[Dataset entries]
━━━━━━━━━━━━━━━━

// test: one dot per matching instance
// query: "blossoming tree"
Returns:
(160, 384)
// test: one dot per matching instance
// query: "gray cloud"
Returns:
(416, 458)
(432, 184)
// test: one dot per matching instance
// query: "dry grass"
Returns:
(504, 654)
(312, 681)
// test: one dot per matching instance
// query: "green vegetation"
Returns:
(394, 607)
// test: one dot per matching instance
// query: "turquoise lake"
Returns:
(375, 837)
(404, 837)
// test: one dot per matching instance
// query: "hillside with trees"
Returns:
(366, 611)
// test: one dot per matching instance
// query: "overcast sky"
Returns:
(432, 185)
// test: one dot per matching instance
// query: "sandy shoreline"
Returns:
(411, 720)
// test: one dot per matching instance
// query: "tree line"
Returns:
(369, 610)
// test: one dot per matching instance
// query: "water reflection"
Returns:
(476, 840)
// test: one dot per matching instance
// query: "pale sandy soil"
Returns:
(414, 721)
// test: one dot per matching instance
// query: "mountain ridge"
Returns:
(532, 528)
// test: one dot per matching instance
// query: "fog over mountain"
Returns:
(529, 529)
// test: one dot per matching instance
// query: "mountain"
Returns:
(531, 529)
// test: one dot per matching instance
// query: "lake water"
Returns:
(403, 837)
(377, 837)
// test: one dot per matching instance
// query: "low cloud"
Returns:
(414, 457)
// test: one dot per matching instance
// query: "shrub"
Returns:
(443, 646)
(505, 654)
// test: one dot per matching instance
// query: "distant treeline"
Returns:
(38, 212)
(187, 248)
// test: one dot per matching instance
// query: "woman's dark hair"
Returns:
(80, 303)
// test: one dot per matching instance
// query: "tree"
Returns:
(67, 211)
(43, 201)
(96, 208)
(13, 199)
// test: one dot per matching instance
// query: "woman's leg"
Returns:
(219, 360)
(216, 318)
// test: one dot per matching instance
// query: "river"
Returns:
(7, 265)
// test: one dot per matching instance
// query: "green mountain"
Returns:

━━━━━━━━━━━━━━━━

**Activity**:
Take the entries above and transcribe them exactly.

**Response to the exercise**:
// test: one dot per matching instance
// query: "blossoming tree"
Returns:
(160, 384)
// test: one dot per matching instance
// query: "gray cloud"
Returns:
(416, 458)
(432, 184)
// test: one dot per matching instance
// query: "dry grass"
Returns:
(504, 654)
(312, 681)
// test: one dot per matching instance
// query: "green vegetation"
Returns:
(394, 607)
// test: one dot per matching instance
// query: "turquoise lake"
Returns:
(375, 837)
(404, 837)
// test: one dot per matching instance
// query: "hillside with trees"
Returns:
(366, 611)
// test: one dot per matching instance
// query: "overcast sky"
Returns:
(432, 185)
// test: one dot per matching instance
// query: "sandy shoreline"
Returns:
(411, 720)
// test: one dot per matching instance
// query: "tree line"
Returns:
(369, 610)
// test: one dot per matching instance
// query: "water reflection"
Returns:
(476, 840)
// test: one dot per matching instance
// query: "pale sandy soil"
Returns:
(414, 721)
// test: one dot per matching instance
// query: "mountain ridge"
Returns:
(532, 528)
// test: one dot per matching instance
// query: "fog over mountain"
Returns:
(529, 529)
// test: one dot per matching instance
// query: "mountain"
Returns:
(531, 529)
// test: one dot per matching instance
// query: "lake water"
Returns:
(403, 837)
(377, 837)
// test: one dot per matching instance
// query: "low cloud"
Returns:
(414, 457)
// test: one dot per matching instance
// query: "shrub"
Returns:
(443, 646)
(505, 654)
// test: one dot per matching instance
// query: "distant treeline"
Returns:
(38, 212)
(187, 248)
// test: one dot per matching instance
// query: "woman's dark hair"
Returns:
(80, 303)
// test: one dot per matching instance
// query: "tree"
Returns:
(67, 211)
(43, 201)
(96, 208)
(13, 199)
// test: one dot per matching instance
// query: "woman's leg"
Returns:
(219, 360)
(216, 318)
// test: one dot per matching instance
// query: "river"
Returns:
(7, 265)
// test: one dot per matching instance
// query: "green mountain"
Returns:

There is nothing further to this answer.